** Extrait retenu **
========

C’est quoi le financement climat international ?
C’est l’engagement financier pris collectivement par les pays développés à soutenir les pays en développement face aux défis climatiques. Cet engagement date du sommet sur le climat de Copenhague (COP15) en 2009.
Pourquoi les pays développés ont-ils décidé de soutenir les pays en développement ?
Les pays en développement sont les plus vulnérables envers les changements climatiques alors qu’ils sont historiquement les moins responsables des émissions de gaz à effet de serre. Le financement climat est donc une question de solidarité internationale et de justice climatique.
Outre le principe d’équité, l’Accord de Paris (2015) prévoit un engagement des pays développés vis-à-vis des pays en développement : ces derniers acceptent de s’engager aussi à limiter leurs émissions de CO2, à condition que les premiers soutiennent leurs efforts en les finançant (atténuation). D’autre part, les pays développés veillent également à financer l’adaptation des pays en développement face aux conséquences des changements climatiques (adaptation).
Le financement climat n’est donc pas qu’une question de solidarité et de justice, c’est aussi une condition clé pour que les efforts de chacun permettent d’atteindre les objectifs de l’Accord de Paris.
Quel montant représente cette aide des pays développés aux pays en développement ?
En 2009, les pays développés ont pris des engagements concrets et chiffrés. Notamment celui d’atteindre l’objectif collectif de 100 milliards $ annuels, nouveaux et additionnels, d’ici à 2020. Par ailleurs, les pays développés se sont engagés à ce que leurs contributions au financement climat international soient croissantes.

========

** Lignes fournies **
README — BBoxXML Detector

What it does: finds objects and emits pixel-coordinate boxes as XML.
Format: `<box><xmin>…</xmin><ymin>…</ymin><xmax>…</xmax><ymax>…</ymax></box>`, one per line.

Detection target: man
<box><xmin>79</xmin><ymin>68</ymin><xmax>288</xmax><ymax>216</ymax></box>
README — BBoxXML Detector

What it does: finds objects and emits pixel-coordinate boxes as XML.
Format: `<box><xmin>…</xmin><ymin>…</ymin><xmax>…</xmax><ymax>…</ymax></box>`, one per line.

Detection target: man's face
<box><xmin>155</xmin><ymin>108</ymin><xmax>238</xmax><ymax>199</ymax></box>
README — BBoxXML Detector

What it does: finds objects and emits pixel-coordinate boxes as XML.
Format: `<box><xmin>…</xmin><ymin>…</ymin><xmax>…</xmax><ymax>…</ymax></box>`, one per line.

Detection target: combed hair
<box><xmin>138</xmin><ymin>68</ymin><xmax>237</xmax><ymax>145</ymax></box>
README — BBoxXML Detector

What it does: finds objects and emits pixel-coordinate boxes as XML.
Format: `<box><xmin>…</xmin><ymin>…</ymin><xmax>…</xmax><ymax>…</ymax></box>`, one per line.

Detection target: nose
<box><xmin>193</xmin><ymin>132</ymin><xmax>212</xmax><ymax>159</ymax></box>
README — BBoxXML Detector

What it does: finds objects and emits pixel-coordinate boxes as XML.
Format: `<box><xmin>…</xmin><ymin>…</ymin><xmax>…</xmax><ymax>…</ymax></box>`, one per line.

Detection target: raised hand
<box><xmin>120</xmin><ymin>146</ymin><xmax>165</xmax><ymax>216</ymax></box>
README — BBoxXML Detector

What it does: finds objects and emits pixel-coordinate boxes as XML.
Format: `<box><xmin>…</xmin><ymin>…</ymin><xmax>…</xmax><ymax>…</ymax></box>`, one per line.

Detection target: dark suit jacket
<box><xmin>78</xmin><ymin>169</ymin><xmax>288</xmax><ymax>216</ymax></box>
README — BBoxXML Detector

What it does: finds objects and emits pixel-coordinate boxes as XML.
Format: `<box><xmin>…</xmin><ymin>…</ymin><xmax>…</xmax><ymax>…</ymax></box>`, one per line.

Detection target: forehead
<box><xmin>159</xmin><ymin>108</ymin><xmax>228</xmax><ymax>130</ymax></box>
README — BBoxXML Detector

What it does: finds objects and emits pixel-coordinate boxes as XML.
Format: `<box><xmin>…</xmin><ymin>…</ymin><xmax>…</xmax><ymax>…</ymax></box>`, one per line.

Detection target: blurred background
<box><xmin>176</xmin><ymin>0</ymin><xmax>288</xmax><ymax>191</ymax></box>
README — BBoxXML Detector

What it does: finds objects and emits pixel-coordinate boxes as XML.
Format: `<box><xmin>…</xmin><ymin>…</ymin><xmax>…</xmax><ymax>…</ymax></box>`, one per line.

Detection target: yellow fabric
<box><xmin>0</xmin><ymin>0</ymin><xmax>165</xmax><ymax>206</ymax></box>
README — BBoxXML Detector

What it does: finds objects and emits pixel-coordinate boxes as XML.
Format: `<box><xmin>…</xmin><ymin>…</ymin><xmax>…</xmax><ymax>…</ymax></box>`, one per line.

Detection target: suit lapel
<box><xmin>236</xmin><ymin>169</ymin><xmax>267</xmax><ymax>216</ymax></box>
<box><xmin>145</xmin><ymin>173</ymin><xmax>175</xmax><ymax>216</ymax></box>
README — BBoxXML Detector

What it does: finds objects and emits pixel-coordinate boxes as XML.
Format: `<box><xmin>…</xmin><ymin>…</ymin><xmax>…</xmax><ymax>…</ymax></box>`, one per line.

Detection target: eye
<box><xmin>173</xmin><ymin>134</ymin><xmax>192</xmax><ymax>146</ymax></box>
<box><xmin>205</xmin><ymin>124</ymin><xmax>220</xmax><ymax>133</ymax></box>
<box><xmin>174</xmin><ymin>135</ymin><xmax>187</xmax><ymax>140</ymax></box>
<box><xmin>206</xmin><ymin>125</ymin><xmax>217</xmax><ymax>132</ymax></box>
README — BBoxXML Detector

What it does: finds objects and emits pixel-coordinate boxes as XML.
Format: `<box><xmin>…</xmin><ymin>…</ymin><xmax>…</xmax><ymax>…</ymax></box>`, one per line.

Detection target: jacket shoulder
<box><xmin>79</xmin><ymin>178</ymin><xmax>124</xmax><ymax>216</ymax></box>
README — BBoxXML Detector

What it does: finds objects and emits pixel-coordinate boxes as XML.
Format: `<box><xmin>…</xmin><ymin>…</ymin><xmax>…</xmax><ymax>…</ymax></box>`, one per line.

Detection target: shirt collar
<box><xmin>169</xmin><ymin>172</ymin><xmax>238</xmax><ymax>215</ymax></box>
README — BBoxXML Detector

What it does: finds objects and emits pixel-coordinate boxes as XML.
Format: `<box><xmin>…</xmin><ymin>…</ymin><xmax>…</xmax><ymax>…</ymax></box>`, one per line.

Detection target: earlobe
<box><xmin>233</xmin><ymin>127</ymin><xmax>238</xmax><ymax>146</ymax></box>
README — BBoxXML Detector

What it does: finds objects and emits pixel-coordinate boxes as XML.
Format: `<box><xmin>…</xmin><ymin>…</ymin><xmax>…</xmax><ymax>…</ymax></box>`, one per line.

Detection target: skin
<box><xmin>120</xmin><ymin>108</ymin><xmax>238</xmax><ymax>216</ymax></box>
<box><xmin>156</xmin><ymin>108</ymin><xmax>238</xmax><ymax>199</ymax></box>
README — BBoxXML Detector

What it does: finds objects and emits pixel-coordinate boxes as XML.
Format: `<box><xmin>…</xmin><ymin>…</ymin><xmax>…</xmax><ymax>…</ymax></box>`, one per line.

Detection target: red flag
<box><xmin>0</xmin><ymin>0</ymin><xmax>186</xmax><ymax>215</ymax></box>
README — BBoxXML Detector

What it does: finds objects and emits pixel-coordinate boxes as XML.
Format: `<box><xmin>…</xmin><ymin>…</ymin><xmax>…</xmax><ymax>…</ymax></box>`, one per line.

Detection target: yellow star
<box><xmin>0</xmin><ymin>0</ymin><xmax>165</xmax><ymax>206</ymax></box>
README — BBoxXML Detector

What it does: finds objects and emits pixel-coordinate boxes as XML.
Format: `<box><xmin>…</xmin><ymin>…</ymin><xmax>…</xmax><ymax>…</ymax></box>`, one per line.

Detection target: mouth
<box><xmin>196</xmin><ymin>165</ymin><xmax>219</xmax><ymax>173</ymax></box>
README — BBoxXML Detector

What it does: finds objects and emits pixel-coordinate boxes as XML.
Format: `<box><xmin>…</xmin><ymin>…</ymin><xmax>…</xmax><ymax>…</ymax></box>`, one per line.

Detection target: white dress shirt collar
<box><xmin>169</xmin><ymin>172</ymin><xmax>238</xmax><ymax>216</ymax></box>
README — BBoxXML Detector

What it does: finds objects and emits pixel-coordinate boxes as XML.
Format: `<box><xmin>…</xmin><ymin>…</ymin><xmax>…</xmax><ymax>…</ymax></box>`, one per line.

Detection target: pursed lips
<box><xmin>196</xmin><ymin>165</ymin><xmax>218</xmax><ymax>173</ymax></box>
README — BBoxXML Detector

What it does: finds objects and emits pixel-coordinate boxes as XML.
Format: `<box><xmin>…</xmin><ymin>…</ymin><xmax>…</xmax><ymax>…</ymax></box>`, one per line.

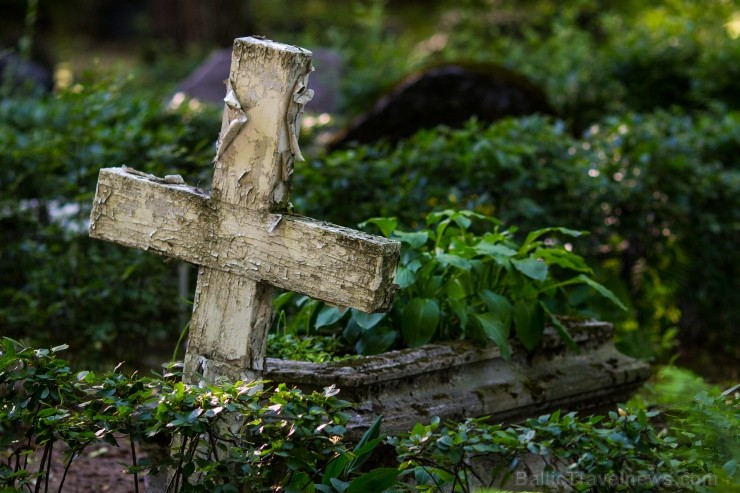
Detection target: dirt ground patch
<box><xmin>7</xmin><ymin>440</ymin><xmax>146</xmax><ymax>493</ymax></box>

========

** Consigne A **
Selon l'extrait sur le financement climat international, quel objectif collectif chiffré les pays développés devaient-ils atteindre d'ici à 2020 ?
** Consigne B **
Citez sans rien changer le passage de l'extrait qui commence aux mots « Outre le principe » et se termine après « aux pays en développement ? ».

** Résultat obtenu A **
Atteindre 100 milliards $ annuels, nouveaux et additionnels.

** Résultat obtenu B **
Outre le principe d’équité, l’Accord de Paris (2015) prévoit un engagement des pays développés vis-à-vis des pays en développement : ces derniers acceptent de s’engager aussi à limiter leurs émissions de CO2, à condition que les premiers soutiennent leurs efforts en les finançant (atténuation). D’autre part, les pays développés veillent également à financer l’adaptation des pays en développement face aux conséquences des changements climatiques (adaptation).
Le financement climat n’est donc pas qu’une question de solidarité et de justice, c’est aussi une condition clé pour que les efforts de chacun permettent d’atteindre les objectifs de l’Accord de Paris.
Quel montant représente cette aide des pays développés aux pays en développement ?